### Goal of the exercise
Copy out each of the records below word for word, keeping every line the same.

### Material to process
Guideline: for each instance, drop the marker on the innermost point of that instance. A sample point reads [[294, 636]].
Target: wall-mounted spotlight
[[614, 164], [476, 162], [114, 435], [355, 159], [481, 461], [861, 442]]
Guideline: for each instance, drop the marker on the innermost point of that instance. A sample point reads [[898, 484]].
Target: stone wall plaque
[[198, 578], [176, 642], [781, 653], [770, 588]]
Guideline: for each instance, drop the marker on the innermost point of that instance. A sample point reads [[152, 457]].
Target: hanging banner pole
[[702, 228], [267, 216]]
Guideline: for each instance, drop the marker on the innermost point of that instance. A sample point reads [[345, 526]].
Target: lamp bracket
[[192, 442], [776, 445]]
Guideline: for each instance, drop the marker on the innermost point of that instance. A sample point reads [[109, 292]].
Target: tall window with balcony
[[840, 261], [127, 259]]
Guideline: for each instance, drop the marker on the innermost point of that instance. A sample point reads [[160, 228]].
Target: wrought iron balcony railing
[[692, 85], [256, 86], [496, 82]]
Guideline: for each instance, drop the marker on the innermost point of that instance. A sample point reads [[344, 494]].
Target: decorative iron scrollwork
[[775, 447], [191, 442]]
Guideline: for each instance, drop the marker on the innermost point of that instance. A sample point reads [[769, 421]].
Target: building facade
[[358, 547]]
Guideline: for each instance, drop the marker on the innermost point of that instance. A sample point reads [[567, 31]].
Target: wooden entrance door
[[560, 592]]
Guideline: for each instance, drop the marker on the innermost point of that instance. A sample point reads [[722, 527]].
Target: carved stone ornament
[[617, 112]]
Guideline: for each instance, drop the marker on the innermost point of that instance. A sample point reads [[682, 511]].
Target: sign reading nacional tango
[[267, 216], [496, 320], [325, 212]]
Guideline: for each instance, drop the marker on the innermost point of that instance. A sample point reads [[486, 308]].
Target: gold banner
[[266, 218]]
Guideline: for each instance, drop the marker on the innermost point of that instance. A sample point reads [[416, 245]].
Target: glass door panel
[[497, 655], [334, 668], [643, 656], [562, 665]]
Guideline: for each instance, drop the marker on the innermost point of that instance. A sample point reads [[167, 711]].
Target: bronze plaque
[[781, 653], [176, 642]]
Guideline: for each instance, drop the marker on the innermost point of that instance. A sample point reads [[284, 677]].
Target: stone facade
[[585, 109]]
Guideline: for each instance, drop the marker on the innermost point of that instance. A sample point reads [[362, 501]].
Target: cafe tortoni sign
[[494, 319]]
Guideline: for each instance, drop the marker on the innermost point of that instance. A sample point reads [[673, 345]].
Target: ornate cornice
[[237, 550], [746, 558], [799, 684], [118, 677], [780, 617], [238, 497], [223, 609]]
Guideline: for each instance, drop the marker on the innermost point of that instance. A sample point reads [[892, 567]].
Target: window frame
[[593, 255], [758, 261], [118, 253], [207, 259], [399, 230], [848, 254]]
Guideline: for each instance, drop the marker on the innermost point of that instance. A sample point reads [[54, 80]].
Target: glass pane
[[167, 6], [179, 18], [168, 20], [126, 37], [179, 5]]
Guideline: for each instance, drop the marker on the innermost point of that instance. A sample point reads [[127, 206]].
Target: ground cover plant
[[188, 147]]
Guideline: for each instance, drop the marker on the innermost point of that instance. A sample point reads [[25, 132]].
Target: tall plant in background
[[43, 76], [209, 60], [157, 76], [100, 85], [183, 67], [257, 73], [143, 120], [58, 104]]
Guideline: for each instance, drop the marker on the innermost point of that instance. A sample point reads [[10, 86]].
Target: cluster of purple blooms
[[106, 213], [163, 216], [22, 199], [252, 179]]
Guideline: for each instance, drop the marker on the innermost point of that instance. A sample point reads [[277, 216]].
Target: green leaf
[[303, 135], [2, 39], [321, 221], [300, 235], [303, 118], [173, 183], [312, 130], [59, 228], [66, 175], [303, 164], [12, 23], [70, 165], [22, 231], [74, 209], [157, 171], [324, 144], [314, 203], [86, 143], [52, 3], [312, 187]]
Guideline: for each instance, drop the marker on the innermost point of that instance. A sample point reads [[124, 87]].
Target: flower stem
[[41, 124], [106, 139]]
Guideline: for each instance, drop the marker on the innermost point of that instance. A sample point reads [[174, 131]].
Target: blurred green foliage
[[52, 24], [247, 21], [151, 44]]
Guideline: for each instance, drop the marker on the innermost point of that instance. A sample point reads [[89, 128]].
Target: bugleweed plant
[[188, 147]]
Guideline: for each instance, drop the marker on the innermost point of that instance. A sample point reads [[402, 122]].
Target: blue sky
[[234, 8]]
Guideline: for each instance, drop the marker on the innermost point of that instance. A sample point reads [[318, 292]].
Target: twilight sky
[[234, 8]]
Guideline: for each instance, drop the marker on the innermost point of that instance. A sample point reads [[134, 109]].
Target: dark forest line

### Task result
Guideline: for each instance, drop the marker on the innermost point of that instance. A sample point reads [[294, 636]].
Target: wall-mounted spotlight
[[614, 164], [476, 162], [114, 435], [355, 159], [481, 461], [861, 442]]
Guideline: for each instance, drop the marker on the innermost point of that instance. A sample point reads [[898, 484]].
Target: stone wall plaque
[[198, 578], [176, 642], [781, 653], [770, 588]]
Guideline: for each instance, drop the marker on the innermost point of that instance. A sample point reads [[152, 457]].
Target: hanging banner pole
[[702, 228], [267, 216]]
Guideline: for each instance, drop the marker on the innermost point of that instance. A sample point reads [[345, 526]].
Target: lamp bracket
[[192, 442], [776, 445]]
Guideline: for each instance, drop the marker on the innermost point of that instance. A sample point reads [[109, 292]].
Target: tall window with balcony
[[840, 261], [127, 259]]
Guideline: for each instance, drop the marker on the innermost point of that instance. A sample point reads [[160, 228]].
Target: wrought iron balcony railing
[[692, 85], [256, 86], [496, 82]]
Guideline: for each instance, drop the marker on the innermost point of that instance. A sample point reads [[344, 494]].
Target: decorative iron scrollwork
[[775, 447], [191, 442]]
Guideline: for each instance, drop the marker on the innermost point of that instance. A sample point reads [[769, 421]].
Target: building facade
[[358, 547]]
Guideline: for each instance, drop the marker on the innermost point of that instance. A sample point reads [[567, 31]].
Target: wooden entrance door
[[560, 592]]
Guideline: for each instance, drop the marker on the innermost point of that instance. A sample point reads [[722, 527]].
Target: carved stone ornament
[[617, 112]]
Guideline: for each instance, drop the marker on the innermost point of that instance. A sample point reads [[682, 511]].
Target: sign reading nacional tango
[[267, 216], [496, 320], [325, 212]]
Guideline: for each instance, drop the marker on the innermost point of that instance. A sample point reads [[486, 308]].
Target: gold banner
[[266, 218]]
Guideline: for each instance, drop the marker on the innermost point of that instance. A sample point reads [[416, 245]].
Target: glass door panel
[[497, 655], [334, 668], [643, 656], [562, 665]]
Guideline: for each instance, drop the marker on the innermost point of that instance. A sample point reads [[167, 711]].
Target: bronze plaque
[[781, 653], [176, 642]]
Guideline: for each instance, drop the marker on the innermost point of that instance. A sample point reads [[284, 677]].
Target: stone facade
[[585, 109]]
Guideline: for each instance, drop the marker on the innermost point of that instance. A sample point reads [[362, 501]].
Target: cafe tortoni sign
[[494, 319]]
Guideline: for each instance, drop the marker on the innermost point of that instance. A sample point reads [[673, 345]].
Target: ornate cornice
[[237, 550], [746, 558], [799, 684], [118, 677], [780, 617], [238, 497], [223, 609]]
Guideline: for each instance, drop the marker on the innermost point of that instance. A sample point reads [[892, 567]].
Target: window frame
[[593, 255], [758, 261], [118, 253], [207, 259], [399, 230], [848, 254]]
Guideline: for each instance, drop the marker on the innermost point of that instance. A sample point reads [[54, 80]].
Target: glass pane
[[167, 6], [179, 18], [168, 20], [126, 37], [179, 5]]
Guideline: for each instance, drop the marker on the innermost point of that instance. A sample point reads [[127, 206]].
Target: ground cover plant
[[188, 147]]
Guideline: for each instance, drop the marker on the innermost point of that instance. A sample point reads [[25, 132]].
Target: tall plant in background
[[43, 76], [209, 60], [157, 76], [100, 85], [183, 67], [257, 73], [143, 120], [58, 104]]
Guideline: for each instance, drop the marker on the innermost point of that instance. A sample point reads [[10, 86]].
Target: cluster of purple blooms
[[106, 213], [163, 216], [22, 199], [252, 179]]
Guideline: for each instance, drop the marker on the innermost point of that instance. A sample point reads [[277, 216]].
Target: green leaf
[[303, 135], [2, 39], [321, 221], [300, 235], [303, 118], [173, 183], [312, 130], [59, 228], [66, 175], [303, 164], [12, 23], [70, 165], [22, 231], [74, 209], [157, 171], [324, 144], [314, 203], [86, 143], [52, 3], [312, 187]]
Guideline: for each instance, drop the marker on the innermost point of that instance. A sample point reads [[124, 87]].
Target: flower stem
[[41, 124], [106, 139]]
Guideline: for each instance, drop the marker on the innermost point of that instance. A sample point reads [[174, 131]].
Target: blurred green foliage
[[52, 24], [247, 21], [151, 44]]
Guideline: for each instance, drop the marker on the innermost point of that instance. A sample point reads [[89, 128]].
Target: bugleweed plant
[[188, 147]]
Guideline: for each instance, drop the marker on the innermost point of that instance. A sample point reads [[402, 122]].
Target: blue sky
[[234, 8]]
Guideline: for each instance, drop the marker on the innermost point of that instance. A sample point reads [[318, 292]].
Target: twilight sky
[[234, 8]]
Guideline: for each instance, drop the marker on the innermost point of that instance. A sample point reads [[134, 109]].
Target: dark forest line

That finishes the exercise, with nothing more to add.